··· Excerpted records ···
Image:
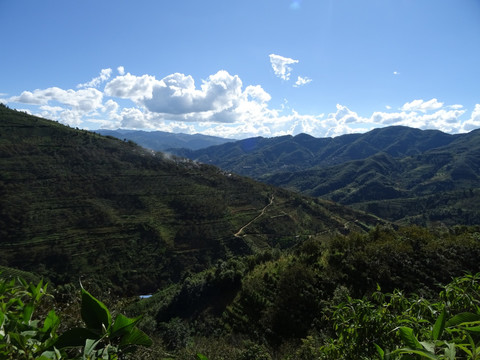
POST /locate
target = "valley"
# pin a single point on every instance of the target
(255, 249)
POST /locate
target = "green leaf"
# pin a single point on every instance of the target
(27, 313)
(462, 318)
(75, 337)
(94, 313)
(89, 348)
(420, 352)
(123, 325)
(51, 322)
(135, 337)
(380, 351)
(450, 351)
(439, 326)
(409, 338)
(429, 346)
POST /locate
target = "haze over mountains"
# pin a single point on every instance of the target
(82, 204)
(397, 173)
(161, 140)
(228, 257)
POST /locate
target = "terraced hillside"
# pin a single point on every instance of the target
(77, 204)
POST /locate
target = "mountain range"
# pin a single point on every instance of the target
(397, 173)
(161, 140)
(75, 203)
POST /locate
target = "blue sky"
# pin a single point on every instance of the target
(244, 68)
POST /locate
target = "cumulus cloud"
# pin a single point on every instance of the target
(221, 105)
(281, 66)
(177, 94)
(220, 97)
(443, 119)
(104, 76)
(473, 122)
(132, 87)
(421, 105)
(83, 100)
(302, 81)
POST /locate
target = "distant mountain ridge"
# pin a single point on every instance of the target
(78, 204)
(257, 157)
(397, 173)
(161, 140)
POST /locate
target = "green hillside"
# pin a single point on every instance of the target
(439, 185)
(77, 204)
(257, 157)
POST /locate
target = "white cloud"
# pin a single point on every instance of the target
···
Exercise description » Look above for every line with the word "green" and copy it.

Solution to this problem »
target = "green leaf"
target = "green hillside"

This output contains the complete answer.